Text
FAF is based on the excitation of inherent fluorophores within lipofuscin (e.g., A2E) by light of a certain wavelength (typically 488 to 595 nm) and recording the light emitted (~540 to >700 nm) to create a brightness map. Lipofuscin accumulation is believed to be a sign of metabolic stress of RPE cells, which may inhibit lysosomal protein degradation, activate reactive oxygen species and contribute to RPE apoptosis.3 FAF correlates with accumulation of these fluorophores in the RPE and outer retina and can indirectly provide an assessment of the integrity of the outer retina/RPE,2,3 indicative of retinal atrophy, RPE injury and photoreceptor loss (loss of photoreceptors causes loss of by-products). These changes may not otherwise be detectable with optical coherence tomography, fundus photography or fluorescein angiography. Such changes may occur in the setting of AMD, central serous retinopathy, ocular tumors, infectious and inflammatory conditions, as well as retinal degenerations.
Traditional FAF utilizing conventional scanning laser ophthalmoscopes allows visualization of only the central 30 to 50 degrees of the fundus, primarily illustrating posterior pole pathology. Simultaneous imaging of the central and peripheral retina in the form of a topographical RPE map will significantly aid in the diagnosis and management of diseases with any extramacular manifestation (See Figure 1).
Widefield autofluorescence (WFAF) (Optomap P200Tx) utilizes a multi-wavelength scanning laser ophthalmoscope with red (633 nm), green (532 nm) and blue (488 nm) scanning lasers simultaneously scanning individual retinal layers within the yellow-orange-red wavelengths.
The green wavelength is used for excitation, and the emission is detected in the red end of the spectrum. Virtual point SLO technology allows images to be captured from a “virtual” focal point posterior to the patient’s iris and scans up to 200 degrees of the retina (~82 percent) with an image capture time of 0.25 seconds/scan and 3900 x 3072 pixel optical resolution even in non-mydriatic pupils.
In a retrospective analysis at a tertiary referral center, abnormal autofluorescence patterns were identified outside the central 30 degrees in nearly 70 percent of patients with AMD, CSR, ocular tumors, inflammatory/infectious disease, retinal dystrophies, diabetic retinopathy, retinal vascular occlusive disease and albinism.4 Several of these are highlighted below.
Although not completely understood, the interplay between the RPE, neurosensory retina and Bruch’s membrane in AMD is integral to the development of severe visual loss. This may manifest as pigment epithelial detachment, choroidal neovascularization with subsequent subretinal fluid accumulation or hemorrhage, or as atrophy. In patients with geographic atrophy, certain AF phenotypes, specifically involving the junctional zone of geographic atrophy, confer prognostic risk of progression, and AF abnormalities may herald the development of new areas of atrophy.5 WFAF may be helpful in tracking these areas over time and identifying peripheral derangements of RPE, which may have prognostic implications not yet understood (See Figures 2 & 3). This is being further studied by the Age Related Eye Disease Study II.

Provided information

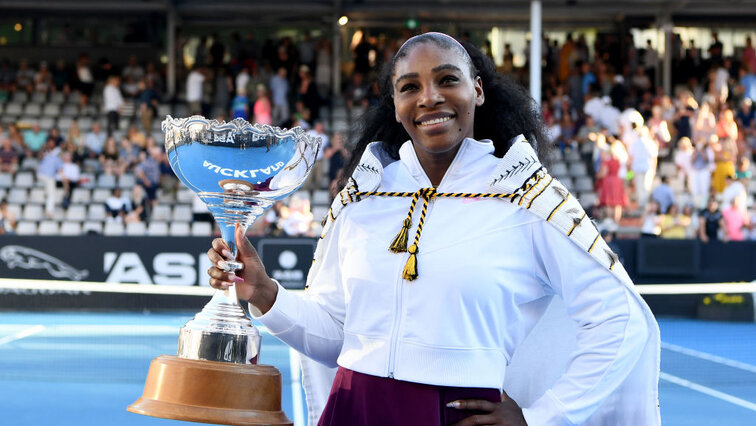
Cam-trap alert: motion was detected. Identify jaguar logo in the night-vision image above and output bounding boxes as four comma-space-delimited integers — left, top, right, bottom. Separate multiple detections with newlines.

...

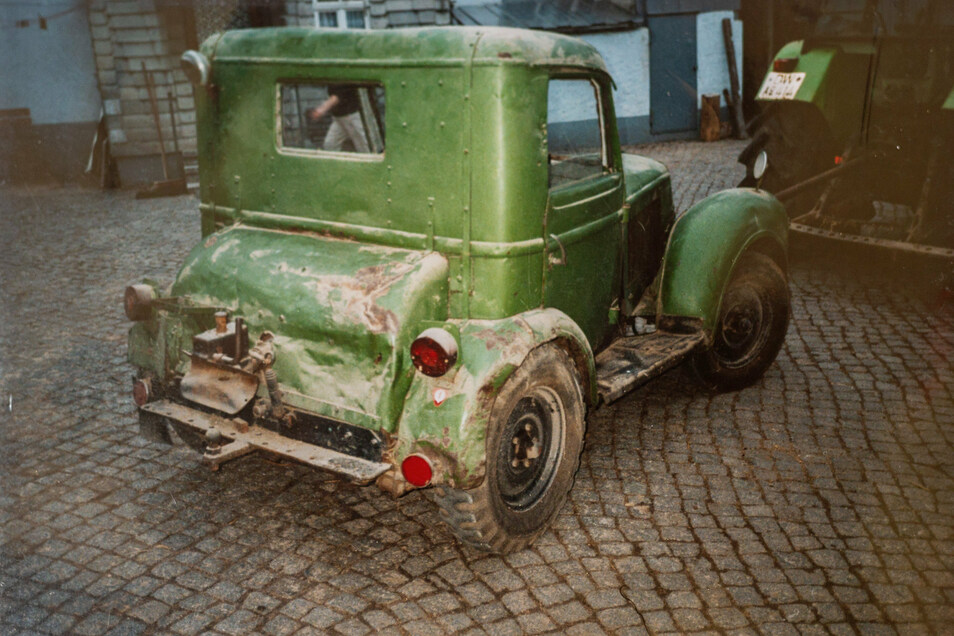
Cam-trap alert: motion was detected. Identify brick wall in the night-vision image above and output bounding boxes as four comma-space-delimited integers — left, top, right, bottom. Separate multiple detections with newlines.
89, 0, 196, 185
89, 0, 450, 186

--

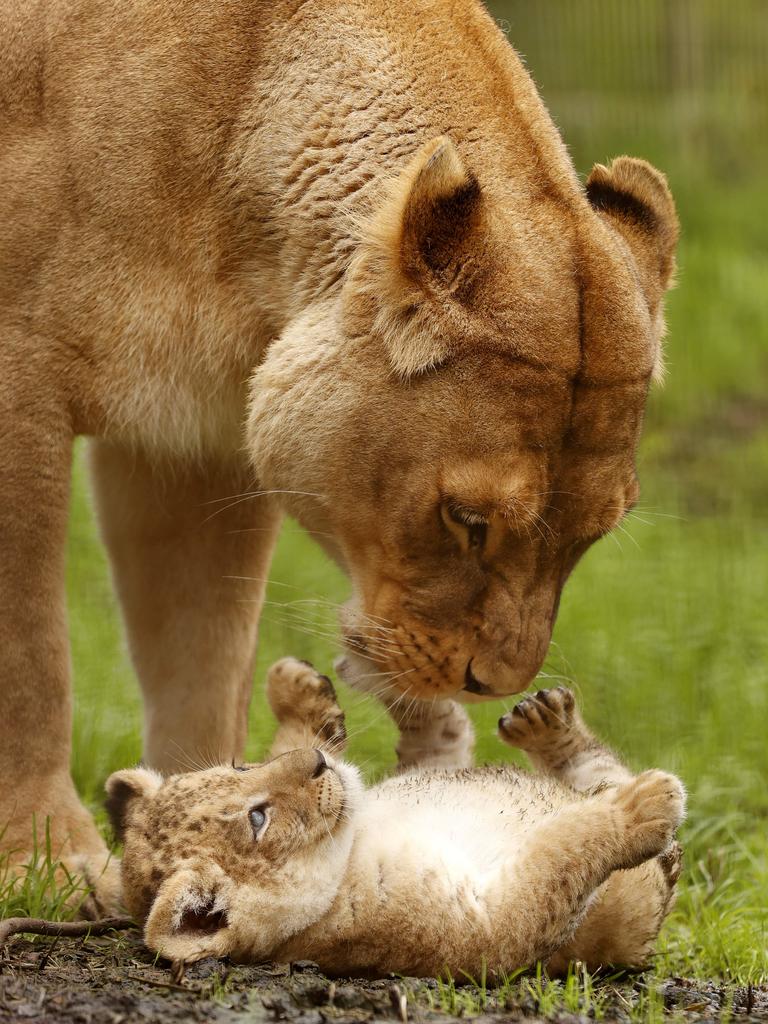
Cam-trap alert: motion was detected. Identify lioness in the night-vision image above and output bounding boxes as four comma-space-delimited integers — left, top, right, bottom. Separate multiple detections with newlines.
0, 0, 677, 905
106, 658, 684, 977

Work instruction 1
Based on the autofluorescence text, is each statement true? Answer yes or no for each, and quote the words of the text that decide it.
(a) Traditional FAF shows only the central 30 to 50 degrees of the fundus.
(b) In widefield autofluorescence, the blue wavelength is used for excitation.
(c) The retrospective analysis found abnormal autofluorescence outside the central 30 degrees in about half of patients.
Work instruction 2
Retype the part of the autofluorescence text between "In a retrospective" and "are highlighted below.", inclusive.
The records are from a separate source.

Exercise response 1
(a) Yes: "allows visualization of only the central 30 to 50 degrees of the fundus"
(b) No: "The green wavelength is used for excitation"
(c) No: "in nearly 70 percent of patients"

Exercise response 2
In a retrospective analysis at a tertiary referral center, abnormal autofluorescence patterns were identified outside the central 30 degrees in nearly 70 percent of patients with AMD, CSR, ocular tumors, inflammatory/infectious disease, retinal dystrophies, diabetic retinopathy, retinal vascular occlusive disease and albinism.4 Several of these are highlighted below.